┏━━

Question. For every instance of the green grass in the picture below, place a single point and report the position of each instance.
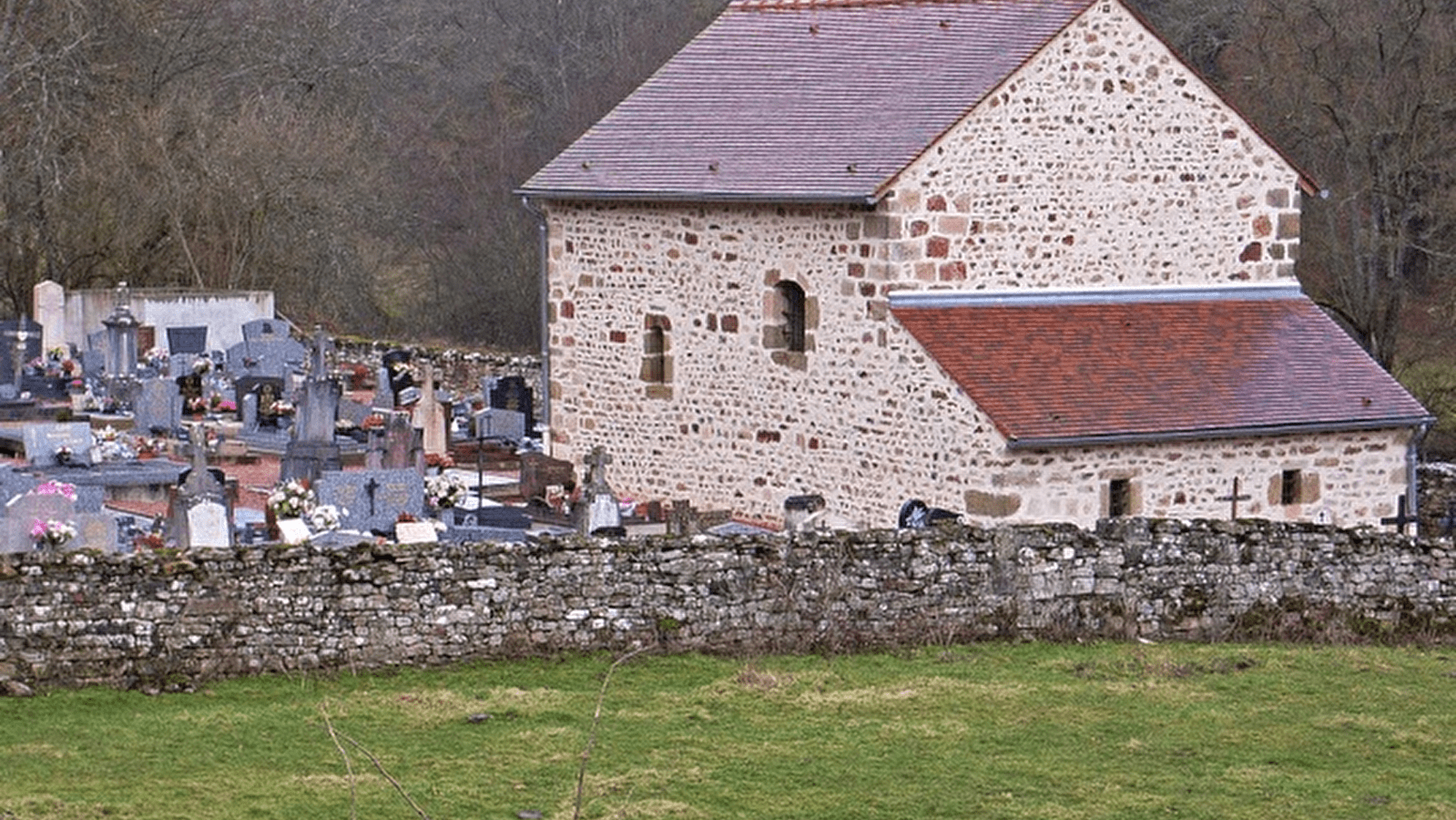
(984, 732)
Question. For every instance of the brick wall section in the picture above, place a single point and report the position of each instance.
(1103, 162)
(80, 618)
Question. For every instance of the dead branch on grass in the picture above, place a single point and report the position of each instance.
(383, 773)
(596, 723)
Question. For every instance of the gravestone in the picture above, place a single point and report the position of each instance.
(267, 331)
(313, 447)
(373, 498)
(432, 416)
(417, 532)
(269, 391)
(199, 515)
(500, 425)
(21, 340)
(541, 471)
(399, 379)
(44, 440)
(274, 359)
(207, 526)
(248, 410)
(401, 445)
(158, 408)
(94, 530)
(48, 306)
(512, 394)
(598, 511)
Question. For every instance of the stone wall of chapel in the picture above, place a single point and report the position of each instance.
(737, 428)
(1349, 478)
(1103, 162)
(868, 420)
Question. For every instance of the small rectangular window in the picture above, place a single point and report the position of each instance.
(1120, 497)
(1288, 487)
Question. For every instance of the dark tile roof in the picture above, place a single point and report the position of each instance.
(1056, 369)
(802, 99)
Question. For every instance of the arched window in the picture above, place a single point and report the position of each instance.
(654, 355)
(791, 315)
(657, 362)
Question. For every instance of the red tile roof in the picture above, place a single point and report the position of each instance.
(802, 99)
(1057, 369)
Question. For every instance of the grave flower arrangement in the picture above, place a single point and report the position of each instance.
(291, 498)
(56, 488)
(325, 518)
(444, 491)
(51, 533)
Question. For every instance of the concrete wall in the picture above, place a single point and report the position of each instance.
(223, 312)
(158, 622)
(1103, 162)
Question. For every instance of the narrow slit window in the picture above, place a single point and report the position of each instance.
(1290, 487)
(1118, 497)
(654, 355)
(791, 301)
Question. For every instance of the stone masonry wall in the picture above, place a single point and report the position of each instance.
(1103, 162)
(165, 622)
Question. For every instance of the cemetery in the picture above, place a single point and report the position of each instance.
(126, 430)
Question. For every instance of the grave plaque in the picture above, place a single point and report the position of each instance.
(269, 391)
(22, 343)
(43, 443)
(500, 424)
(22, 513)
(274, 359)
(187, 340)
(417, 532)
(265, 330)
(373, 498)
(293, 530)
(158, 408)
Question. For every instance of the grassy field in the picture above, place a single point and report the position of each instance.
(979, 732)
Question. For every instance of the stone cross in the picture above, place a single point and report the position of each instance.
(17, 337)
(597, 462)
(1234, 498)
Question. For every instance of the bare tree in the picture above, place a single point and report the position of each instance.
(1360, 92)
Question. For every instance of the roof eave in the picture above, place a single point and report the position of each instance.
(1159, 437)
(627, 196)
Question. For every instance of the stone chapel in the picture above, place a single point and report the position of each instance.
(1013, 258)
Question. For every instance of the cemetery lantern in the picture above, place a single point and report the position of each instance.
(121, 335)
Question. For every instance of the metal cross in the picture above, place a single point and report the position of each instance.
(1234, 498)
(1401, 518)
(370, 489)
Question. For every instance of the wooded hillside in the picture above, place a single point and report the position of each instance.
(359, 158)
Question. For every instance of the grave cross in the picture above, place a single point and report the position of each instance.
(597, 462)
(1234, 498)
(1401, 518)
(370, 488)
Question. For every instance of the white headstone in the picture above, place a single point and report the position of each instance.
(417, 532)
(48, 308)
(207, 526)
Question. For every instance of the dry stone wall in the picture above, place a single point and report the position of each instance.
(167, 622)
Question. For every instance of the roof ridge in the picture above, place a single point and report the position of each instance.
(792, 5)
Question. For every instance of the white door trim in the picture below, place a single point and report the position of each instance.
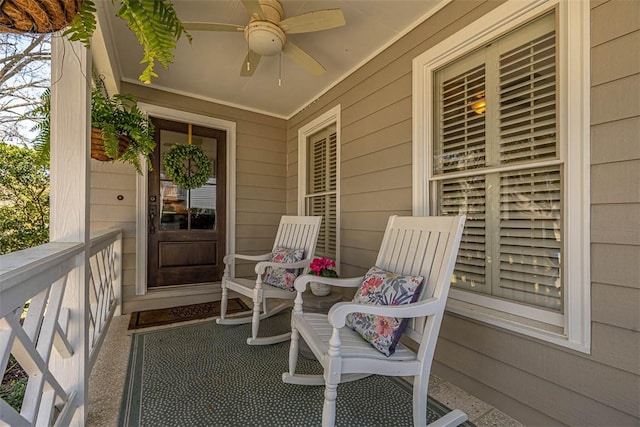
(142, 190)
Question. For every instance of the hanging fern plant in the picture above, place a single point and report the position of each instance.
(154, 22)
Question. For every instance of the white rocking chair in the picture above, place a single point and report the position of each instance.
(422, 246)
(294, 232)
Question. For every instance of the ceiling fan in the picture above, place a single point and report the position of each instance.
(267, 31)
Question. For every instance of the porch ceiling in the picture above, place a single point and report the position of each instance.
(209, 67)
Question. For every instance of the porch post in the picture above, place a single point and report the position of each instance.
(70, 167)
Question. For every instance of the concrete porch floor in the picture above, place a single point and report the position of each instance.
(107, 382)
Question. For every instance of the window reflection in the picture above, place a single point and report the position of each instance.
(183, 209)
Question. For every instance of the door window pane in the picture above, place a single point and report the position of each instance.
(183, 209)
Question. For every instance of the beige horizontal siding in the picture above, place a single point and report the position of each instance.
(260, 192)
(537, 383)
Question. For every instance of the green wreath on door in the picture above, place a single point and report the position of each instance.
(187, 166)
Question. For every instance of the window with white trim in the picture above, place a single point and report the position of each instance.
(497, 140)
(495, 123)
(318, 179)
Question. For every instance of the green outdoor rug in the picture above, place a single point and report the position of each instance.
(206, 375)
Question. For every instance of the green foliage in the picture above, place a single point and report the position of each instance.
(24, 199)
(119, 115)
(13, 392)
(41, 114)
(187, 165)
(116, 115)
(154, 22)
(84, 24)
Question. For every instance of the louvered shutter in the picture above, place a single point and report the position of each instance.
(530, 236)
(321, 188)
(467, 196)
(460, 142)
(512, 241)
(527, 92)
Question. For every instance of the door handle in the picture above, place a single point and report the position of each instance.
(152, 218)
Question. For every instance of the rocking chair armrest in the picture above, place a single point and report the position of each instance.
(301, 281)
(338, 313)
(262, 265)
(230, 257)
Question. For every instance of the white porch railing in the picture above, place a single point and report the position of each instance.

┗━━

Goal of the exercise: Copy out all the records exactly, excluding pictures.

Output below:
Question. For every instance of the green grass in the picture below, place a single point and report the position of each instance.
(984, 732)
Question. For every instance of the brick wall section in the picture above, place a single point and report the position of each instance.
(1103, 162)
(80, 618)
Question. For every instance of the dead branch on grass in the picture above, place a single point and report the position of each instance.
(383, 773)
(596, 723)
Question. For every instance of the gravestone in the picture above, place a single point and report the position of each instance.
(267, 331)
(313, 447)
(373, 498)
(432, 416)
(417, 532)
(269, 391)
(199, 515)
(500, 425)
(21, 340)
(541, 471)
(399, 379)
(44, 440)
(274, 359)
(207, 526)
(248, 410)
(401, 445)
(158, 408)
(94, 530)
(48, 306)
(512, 394)
(598, 511)
Question. For every instance of the stone wall of chapel in the picture above, place a single point and report the position of each instance.
(737, 428)
(1349, 478)
(1103, 162)
(868, 420)
Question. For every instance of the small rectangular window in the picture above, place a single point and report the position of each instance.
(1120, 497)
(1288, 487)
Question. For every instance of the dark tile roof in the picture above, place a single point and report the position of each instance.
(1056, 369)
(802, 99)
Question. For every instance of the arched window in the picture above, place a single point and report the position of each instance.
(654, 355)
(791, 315)
(657, 362)
Question. For every instance of the red tile roof in the picture above, place a single point and report the position of each instance.
(802, 99)
(1057, 369)
Question. For every instance of the grave flower arrangement in the picture above, place a single point and report the position of each instance.
(291, 498)
(56, 488)
(325, 518)
(444, 491)
(51, 533)
Question. For every instance of the concrete wall in the picture above, place a single point and report the position of each instance.
(223, 312)
(158, 622)
(1103, 162)
Question. For every instance of the narrow slit window in the picture above, place a single point and report the position of each instance.
(1290, 487)
(1118, 497)
(654, 355)
(791, 301)
Question. For every instance of the stone masonry wall in the picture above, place a single point and report the position of each instance.
(1103, 162)
(165, 622)
Question. For every instance of the cemetery in the picture above, place a single point and report the position of each instance.
(126, 430)
Question. For every instance of the grave plaque in the picture above, place a single point and report the position of each instance.
(269, 391)
(22, 343)
(43, 443)
(500, 424)
(22, 513)
(274, 359)
(187, 340)
(417, 532)
(265, 330)
(373, 498)
(293, 530)
(158, 408)
Question. For every instance of the grassy field in the picture above, place a single point and report the position of each instance.
(979, 732)
Question. For every instance of the stone cross in the picture above, place a single point and report the position of each instance.
(17, 337)
(597, 462)
(1234, 498)
Question. For every instance of the bare tree in the picture above, place a single point and report the position of each instance.
(1360, 92)
Question. For every instance of the roof eave in the picture above, place a single point and report the position of each instance.
(1159, 437)
(627, 196)
Question. For every instance of the stone chapel in the picture above, place a single point and report the position of each instance.
(1013, 258)
Question. For every instance of the cemetery lantern in the picture above, place a single point and report the position of each instance.
(121, 335)
Question. For every instance of the metal cross in the picture above, place a single point and report the position of each instance.
(1234, 498)
(1401, 518)
(370, 489)
Question. For every instance of the wooded hillside in the picture above, place a single point and report the position of each instance.
(359, 158)
Question. For every instance of the grave cross in the picture above, place a single point and report the position of each instance.
(597, 462)
(1234, 498)
(1401, 518)
(370, 488)
Question. For every instance of the white headstone in the picture above, place a single point and report the position of each instance.
(417, 532)
(48, 308)
(207, 526)
Question. For every instance of the dry stone wall in the picture above, place a single point and report the position of each instance.
(167, 622)
Question. For every instance of the roof ridge in the picture above, place a single point and report the position of each instance.
(792, 5)
Question. For every instance of the white door trim in the picture below, place a single point and report the position of each instance.
(142, 190)
Question. For every instance of the hanging fern plant in the picture above, place a single point and report the position of each instance.
(154, 22)
Question. For every instance of the white rocking chair in the picture above, place a single point and report the position of each instance.
(422, 246)
(294, 232)
Question. For every instance of the ceiling fan in the picture above, place a single point and report the position of each instance.
(267, 31)
Question. For every instance of the porch ceiling in the picture above, place a single point and report the position of each instance.
(209, 67)
Question. For every instance of the porch post in the picture above, place a single point and report the position of each instance.
(70, 167)
Question. For every instance of the concrete porch floor in the picture above, place a single point and report the position of each instance.
(107, 382)
Question. For every instance of the window reflection in the picture above, place a single point and report the position of each instance.
(183, 209)
Question. For every instance of the door window pane in the picture above, place a single point and report the position of each instance.
(183, 209)
Question. For every instance of the beige horizontal siding in the picture above, place a single point and report the position of each instance.
(260, 192)
(537, 383)
Question. For every instance of the green wreath on door in the picture above, place a single point and report the position of each instance.
(187, 166)
Question. For every instance of the window with white trim in the picture above, place a single point and report the position of each instance.
(497, 140)
(495, 123)
(318, 179)
Question. For every instance of the green outdoor rug in the picture above, place a single point and report the position of each instance.
(206, 375)
Question. For every instance of the green foliage in the picture above, place a single point and report the position of each instance.
(24, 199)
(119, 115)
(13, 392)
(41, 114)
(187, 165)
(116, 115)
(154, 22)
(84, 24)
Question. For every instance of the louvered shutter in the picture above, place a single point and report the position of each instance.
(530, 236)
(321, 188)
(467, 196)
(460, 142)
(512, 241)
(527, 92)
Question. For every instance of the door handle in the picture above, place a single point and report the position of each instance.
(152, 218)
Question. For every instance of the rocking chair armrest in the picture above, place a single point and report the position of each instance.
(301, 281)
(338, 313)
(262, 265)
(230, 257)
Question. For every instance of the white porch railing in the picture above, place a single point and report the position of each instance.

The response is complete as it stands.